Source document:

=== Begin Enclosure ===

Question

Simulating whole gene deletions for tuning a WES based CNV calling approach?

0

Entering edit mode

3.8 years ago

curious ▴ 750

I have data from thousands of samples that have undergone WES. I am interested in reliably detecting whole gene deletions of one single gene of interest, which according to very good literature should occur 3% of the time. My impression is that CNV calling from WES data has some issues due to uneven coverage, so I want to have some quality control.

If I had a couple of true positives and negatives, I could evaluate quality of a calling approach. I don't have these.

My idea today was to simulate true positives (double all reads over the gene) and true negatives (randomly delete 95% of reads over the gene. Then use these for QC.

t seems almost too simple, is there any reason in the technology or biology that would make this a terrible idea?

WES • 957 views

ADD COMMENT • link 3.8 years ago by curious ▴ 750

0

Entering edit mode

Hi curious,

In my experience, biology and real data are usually muuuuuch more complex than most simulations and there will always be sources of variation you won't take into account that will impact you results. If possible, I'd suggest you trying to find at least a few positive and negative examples in public datasets. If this is not possible, you could try running the one or more CNV calling algorithms in your dataset and selecting a few good looking samples for positives and negatives, checking them in IGV and validating them with MLPA or similar. And then working from there. The problem is that this approach will likely give you only "easy" true positives and "easy" true negatives.

We had a problem with the number of False Positives in our datasets and developed an R package, CNVfilteR, leveraging point mutations to identify them.

Hope this helps!

Bernat

ADD REPLY • link 3.8 years ago by bernatgel ★ 3.4k

0

Entering edit mode

Interestingly enough, it looks like someone actually already made the tool "bamgineer" I was discussing a similar concept behind:

https://journals.plos.org/ploscompbiol/article?id=10.1371/journal.pcbi.1006080

"read pairs sampled from existing reads and modified to contain SNPs of the haplotype of interest. This approach retains biases of the original data such as local coverage, strand bias, and insert size."

ADD REPLY • link 3.8 years ago by curious ▴ 750

=== End Enclosure ===

Check your understanding:
A – Condense the paragraph of the forum thread that begins "In my experience, biology and real data" into a short bulleted list that keeps its main facts.
B – Write out the passage of the forum thread from "My idea today" up to and including "these for QC.", replacing "simulate" with "generate".

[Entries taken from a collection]
=== Begin Enclosure ===

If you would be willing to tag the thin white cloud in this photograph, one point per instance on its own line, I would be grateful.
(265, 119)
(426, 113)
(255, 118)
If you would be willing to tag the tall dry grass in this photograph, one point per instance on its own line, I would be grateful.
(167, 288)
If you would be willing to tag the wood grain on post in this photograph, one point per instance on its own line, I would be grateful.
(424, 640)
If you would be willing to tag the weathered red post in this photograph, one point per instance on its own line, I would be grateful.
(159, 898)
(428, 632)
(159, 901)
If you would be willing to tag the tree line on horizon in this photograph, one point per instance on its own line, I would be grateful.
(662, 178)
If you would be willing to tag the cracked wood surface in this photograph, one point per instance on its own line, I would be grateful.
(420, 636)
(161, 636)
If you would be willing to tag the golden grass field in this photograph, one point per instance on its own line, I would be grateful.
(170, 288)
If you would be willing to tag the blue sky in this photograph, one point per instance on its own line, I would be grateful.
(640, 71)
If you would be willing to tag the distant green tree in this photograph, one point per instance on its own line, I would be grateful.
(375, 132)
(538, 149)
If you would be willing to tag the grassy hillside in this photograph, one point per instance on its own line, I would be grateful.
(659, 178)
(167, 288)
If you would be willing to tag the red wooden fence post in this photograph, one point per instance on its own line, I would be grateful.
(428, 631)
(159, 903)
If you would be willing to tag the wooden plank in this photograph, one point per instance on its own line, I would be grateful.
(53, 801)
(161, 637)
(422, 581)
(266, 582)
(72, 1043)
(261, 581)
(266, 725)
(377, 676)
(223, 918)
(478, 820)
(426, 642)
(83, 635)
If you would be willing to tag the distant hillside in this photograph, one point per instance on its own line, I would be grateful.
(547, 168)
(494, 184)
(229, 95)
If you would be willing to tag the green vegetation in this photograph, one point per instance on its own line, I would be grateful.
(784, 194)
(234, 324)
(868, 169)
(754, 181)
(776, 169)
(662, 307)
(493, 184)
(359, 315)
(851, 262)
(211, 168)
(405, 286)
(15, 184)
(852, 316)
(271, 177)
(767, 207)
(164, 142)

=== End Enclosure ===

Results by task:
A –
- Biology and real data are usually much more complex than most simulations, so unaccounted sources of variation will affect the results.
- First suggestion: find at least a few positive and negative examples in public datasets.
- If that is not possible: run one or more CNV calling algorithms on the dataset, pick a few good-looking samples as positives and negatives, check them in IGV, validate them with MLPA or a similar method, and work from there.
- Drawback: this approach will likely give only "easy" true positives and "easy" true negatives.

B –
My idea today was to generate true positives (double all reads over the gene) and true negatives (randomly delete 95% of reads over the gene. Then use these for QC.